## To do
Count the lines in the data below that contain the string "gray", and give only that number.

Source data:
+++
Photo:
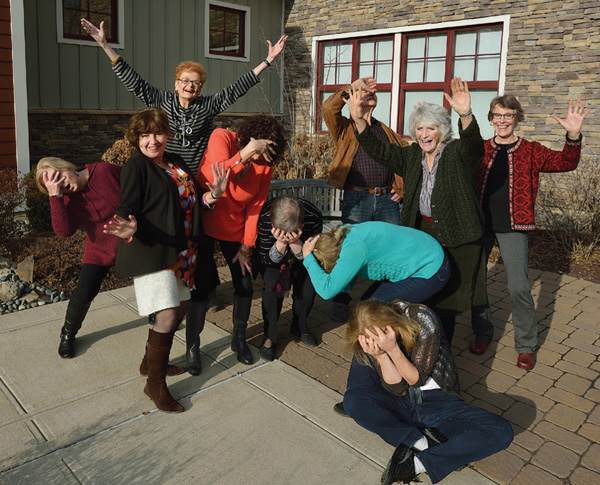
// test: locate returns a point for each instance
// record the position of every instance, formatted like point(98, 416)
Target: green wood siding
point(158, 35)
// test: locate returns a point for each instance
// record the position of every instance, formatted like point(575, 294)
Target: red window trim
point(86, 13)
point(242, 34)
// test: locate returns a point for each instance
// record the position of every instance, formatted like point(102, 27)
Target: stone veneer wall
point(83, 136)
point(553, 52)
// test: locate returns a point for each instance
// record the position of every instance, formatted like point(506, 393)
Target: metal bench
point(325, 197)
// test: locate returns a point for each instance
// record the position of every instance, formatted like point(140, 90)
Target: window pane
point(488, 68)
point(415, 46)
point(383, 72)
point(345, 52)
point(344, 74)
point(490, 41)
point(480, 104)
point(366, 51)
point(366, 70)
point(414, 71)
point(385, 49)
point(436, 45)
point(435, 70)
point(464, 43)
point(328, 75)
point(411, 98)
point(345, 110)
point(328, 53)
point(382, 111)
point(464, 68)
+++
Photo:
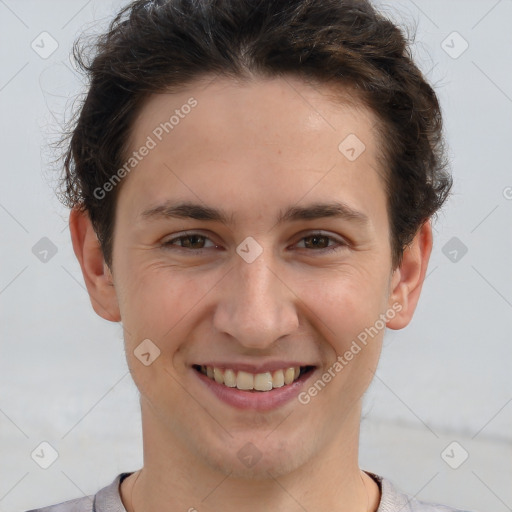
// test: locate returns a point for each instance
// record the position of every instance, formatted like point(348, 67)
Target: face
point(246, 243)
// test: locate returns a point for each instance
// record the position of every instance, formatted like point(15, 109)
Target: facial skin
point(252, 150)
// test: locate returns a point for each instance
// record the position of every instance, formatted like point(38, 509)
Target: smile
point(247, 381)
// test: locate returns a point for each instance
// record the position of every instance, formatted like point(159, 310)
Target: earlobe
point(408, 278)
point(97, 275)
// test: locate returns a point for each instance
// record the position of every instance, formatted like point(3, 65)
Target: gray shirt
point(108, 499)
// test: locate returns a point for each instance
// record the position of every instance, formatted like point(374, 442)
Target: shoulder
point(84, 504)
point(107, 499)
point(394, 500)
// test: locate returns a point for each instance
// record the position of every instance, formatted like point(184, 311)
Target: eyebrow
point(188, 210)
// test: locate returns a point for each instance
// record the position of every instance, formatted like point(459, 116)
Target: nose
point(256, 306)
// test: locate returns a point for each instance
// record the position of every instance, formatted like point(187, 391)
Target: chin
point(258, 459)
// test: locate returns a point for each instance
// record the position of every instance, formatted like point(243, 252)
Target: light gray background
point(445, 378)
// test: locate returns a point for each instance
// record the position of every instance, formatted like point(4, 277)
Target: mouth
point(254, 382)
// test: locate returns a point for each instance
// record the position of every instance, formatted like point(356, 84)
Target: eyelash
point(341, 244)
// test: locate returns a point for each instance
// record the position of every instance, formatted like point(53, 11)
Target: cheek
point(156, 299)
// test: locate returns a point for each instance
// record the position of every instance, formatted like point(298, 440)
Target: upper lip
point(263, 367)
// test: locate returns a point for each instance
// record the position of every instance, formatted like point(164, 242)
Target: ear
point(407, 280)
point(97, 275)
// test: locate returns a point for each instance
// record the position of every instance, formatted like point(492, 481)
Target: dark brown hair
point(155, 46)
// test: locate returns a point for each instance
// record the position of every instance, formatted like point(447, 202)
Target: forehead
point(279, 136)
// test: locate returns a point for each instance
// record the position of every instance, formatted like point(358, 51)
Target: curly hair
+++
## Right answer
2